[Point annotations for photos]
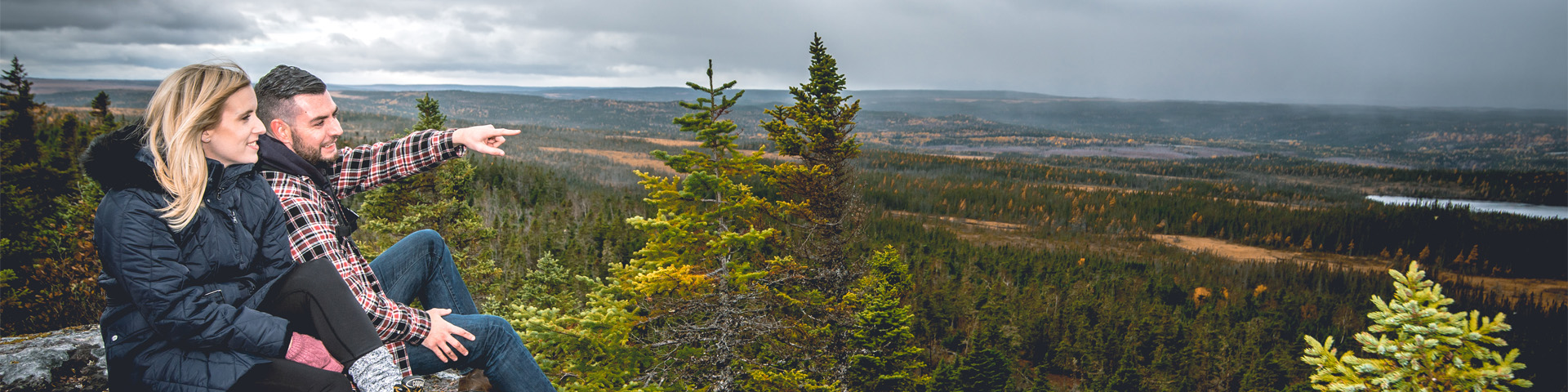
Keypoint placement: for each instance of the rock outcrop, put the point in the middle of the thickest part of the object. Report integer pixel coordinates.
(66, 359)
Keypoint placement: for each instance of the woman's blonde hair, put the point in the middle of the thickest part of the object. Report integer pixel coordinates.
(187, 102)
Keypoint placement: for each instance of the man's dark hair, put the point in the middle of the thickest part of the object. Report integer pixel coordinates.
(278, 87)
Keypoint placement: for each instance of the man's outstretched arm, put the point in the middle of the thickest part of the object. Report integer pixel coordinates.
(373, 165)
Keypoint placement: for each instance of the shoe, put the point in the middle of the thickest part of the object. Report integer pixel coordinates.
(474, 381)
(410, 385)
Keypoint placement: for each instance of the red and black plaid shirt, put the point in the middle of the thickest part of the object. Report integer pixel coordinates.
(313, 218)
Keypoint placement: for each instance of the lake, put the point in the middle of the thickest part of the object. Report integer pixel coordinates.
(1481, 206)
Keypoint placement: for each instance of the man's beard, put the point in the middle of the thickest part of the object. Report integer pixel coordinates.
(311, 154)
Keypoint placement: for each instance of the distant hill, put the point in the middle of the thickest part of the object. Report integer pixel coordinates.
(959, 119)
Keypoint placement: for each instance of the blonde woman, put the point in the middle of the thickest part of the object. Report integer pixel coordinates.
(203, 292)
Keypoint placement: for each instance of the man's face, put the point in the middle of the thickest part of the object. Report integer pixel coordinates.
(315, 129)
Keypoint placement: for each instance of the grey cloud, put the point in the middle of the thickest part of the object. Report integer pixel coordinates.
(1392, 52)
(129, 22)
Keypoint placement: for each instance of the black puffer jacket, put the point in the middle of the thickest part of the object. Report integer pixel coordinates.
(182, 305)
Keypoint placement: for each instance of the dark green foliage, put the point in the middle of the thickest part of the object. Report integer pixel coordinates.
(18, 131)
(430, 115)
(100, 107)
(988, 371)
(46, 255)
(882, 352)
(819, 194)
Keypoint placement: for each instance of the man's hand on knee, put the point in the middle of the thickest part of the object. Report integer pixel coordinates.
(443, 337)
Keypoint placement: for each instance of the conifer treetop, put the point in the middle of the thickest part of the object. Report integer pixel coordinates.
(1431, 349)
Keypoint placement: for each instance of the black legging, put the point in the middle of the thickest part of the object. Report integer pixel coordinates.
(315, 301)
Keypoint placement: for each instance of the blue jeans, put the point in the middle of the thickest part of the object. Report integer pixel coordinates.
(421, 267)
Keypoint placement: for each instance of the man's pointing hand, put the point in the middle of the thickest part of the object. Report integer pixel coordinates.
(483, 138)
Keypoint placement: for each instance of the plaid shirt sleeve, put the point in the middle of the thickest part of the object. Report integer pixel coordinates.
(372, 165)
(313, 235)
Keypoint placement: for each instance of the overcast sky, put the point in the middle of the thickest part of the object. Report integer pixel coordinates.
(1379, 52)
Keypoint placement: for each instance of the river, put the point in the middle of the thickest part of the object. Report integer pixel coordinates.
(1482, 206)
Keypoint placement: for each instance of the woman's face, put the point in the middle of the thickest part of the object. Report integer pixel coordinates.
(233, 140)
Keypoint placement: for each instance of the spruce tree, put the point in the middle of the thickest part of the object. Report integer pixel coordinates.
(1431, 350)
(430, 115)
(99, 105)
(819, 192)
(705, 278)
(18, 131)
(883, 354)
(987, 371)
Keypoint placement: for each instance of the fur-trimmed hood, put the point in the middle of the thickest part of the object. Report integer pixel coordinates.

*What you should do*: Nothing but the lines from the line with "Keypoint placement: for each instance of the river, put" to the last line of the listing above should appear; please retype them exactly, both ends included.

*Exercise result*:
Keypoint placement: for each instance of the river, put the point in the middle of the thickest part of the object. Report integer pixel coordinates.
(1482, 206)
Keypoint placement: for each instance of the woman's face, put the point in the middle of the thickest part of the object. Report integer pixel coordinates.
(233, 140)
Keypoint placement: for each instance of the spruce tree, put the point in the middle of the thickest part of the object. Report integer pixel coordinates.
(1431, 350)
(430, 115)
(99, 105)
(819, 192)
(705, 278)
(18, 131)
(883, 354)
(987, 371)
Keypoint placement: for each instance of the fur-trimmed hood, put the point in the middle of the thickest part of the object. Report integer pixel coordinates.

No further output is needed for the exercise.